____ TEXTO FORNECIDO

Outra ameaça aparentemente improvável são os prédios envidraçados. “Isso acontece porque geralmente o vidro fica como um espelho, então o pássaro enxerga aquilo como sendo o céu e vai com toda a velocidade até dar de cara [com o edifício]. Há muitas mortes de aves por esse motivo”, alerta Rodrigo Ferreira da Exoticare, clínica especializada em animais exóticos.
Clínicas e veterinários especializados no tratamento de aves como essa são cada vez mais comuns nesse mercado que já movimenta bilhões de reais ao ano. A semente foi plantada pela USP com seu Serviço de Ambulatório de Aves do Hospital Veterinário da Faculdade de Medicina Veterinária e Zootecnia, criado há 27 anos.
O Ambulatório faz cerca de 150 atendimentos por mês, de aves silvestres ou domésticas com ou sem donos, que dependendo do caso podem ser encaminhados ao Ibama. A parceria com o instituto se estende para o trabalho de registro e identificação da origem dos pássaros recolhidos para combater o tráfico ilegal de animais silvestres.

________
____ LISTAGEM

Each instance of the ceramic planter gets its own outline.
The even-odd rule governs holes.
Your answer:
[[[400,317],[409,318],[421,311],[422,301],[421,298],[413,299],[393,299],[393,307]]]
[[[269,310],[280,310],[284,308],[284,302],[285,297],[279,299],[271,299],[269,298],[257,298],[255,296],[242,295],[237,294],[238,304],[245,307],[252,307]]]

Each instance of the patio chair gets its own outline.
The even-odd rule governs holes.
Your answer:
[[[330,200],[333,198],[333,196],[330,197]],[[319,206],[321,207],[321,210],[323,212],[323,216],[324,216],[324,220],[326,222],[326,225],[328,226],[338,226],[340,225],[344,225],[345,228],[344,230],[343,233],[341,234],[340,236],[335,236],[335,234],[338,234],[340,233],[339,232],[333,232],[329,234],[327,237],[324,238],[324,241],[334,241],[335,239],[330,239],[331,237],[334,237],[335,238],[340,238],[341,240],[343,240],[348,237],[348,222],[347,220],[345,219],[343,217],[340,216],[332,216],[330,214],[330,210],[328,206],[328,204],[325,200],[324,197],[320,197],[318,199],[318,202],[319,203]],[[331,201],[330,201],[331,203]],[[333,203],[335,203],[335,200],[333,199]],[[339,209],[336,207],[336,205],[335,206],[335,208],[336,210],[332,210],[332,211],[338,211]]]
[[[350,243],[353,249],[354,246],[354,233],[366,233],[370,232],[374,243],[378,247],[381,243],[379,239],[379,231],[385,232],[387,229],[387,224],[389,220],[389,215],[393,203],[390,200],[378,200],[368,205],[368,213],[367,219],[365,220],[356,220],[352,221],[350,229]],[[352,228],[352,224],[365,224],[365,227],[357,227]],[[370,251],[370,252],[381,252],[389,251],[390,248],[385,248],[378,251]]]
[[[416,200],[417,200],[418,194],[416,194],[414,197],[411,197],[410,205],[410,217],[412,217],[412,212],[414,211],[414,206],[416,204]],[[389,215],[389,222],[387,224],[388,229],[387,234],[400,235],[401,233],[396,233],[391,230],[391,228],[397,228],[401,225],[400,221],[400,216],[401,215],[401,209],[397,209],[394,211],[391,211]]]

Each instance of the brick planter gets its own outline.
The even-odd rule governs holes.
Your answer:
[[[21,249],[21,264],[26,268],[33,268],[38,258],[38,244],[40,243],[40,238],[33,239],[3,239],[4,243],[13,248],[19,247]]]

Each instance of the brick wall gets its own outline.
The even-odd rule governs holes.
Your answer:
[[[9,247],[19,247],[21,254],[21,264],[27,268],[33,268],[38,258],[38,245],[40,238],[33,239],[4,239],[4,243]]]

________

ATIVIDADE:
Como seguiria o texto sobre o atendimento veterinário a aves? Prossiga-o a partir do ponto em que ele para. A listagem não tem nenhuma relação com o texto.

RESPOSTA:
Ainda que com número inferior ao do Ambulatório de Aves, a clínica Exoticare faz trinta atendimentos por mês. Mas os tipos dos casos são semelhantes. “Os casos principais vão desde fraturas ortopédicas que foram causadas por cães, gatos ou alimentação inadequada”, aponta Ferreira.
Luiz Fernando de Andrade Figueiredo é médico de gente, mas também atua em prol da vida… Dos pássaros. Seu grande trabalho é o Centro de Estudos Ornitológicos (CEO), uma ONG sem fins lucrativos que reúne fãs e pesquisadores de aves. Dentre as inúmeras atividades desenvolvidas pelo instituto está a realização de atividades de observação de pássaros, o bird watching, prática que cresce a cada ano.
“Tem crescido o interesse, principalmente pela fotografia de aves. Às vezes ele nem possui um conhecimento específico do assunto. Ele simplesmente vai até o parque, tira a foto e depois compartilha na internet em busca de mais informações sobre a ave”, relata Figueiredo.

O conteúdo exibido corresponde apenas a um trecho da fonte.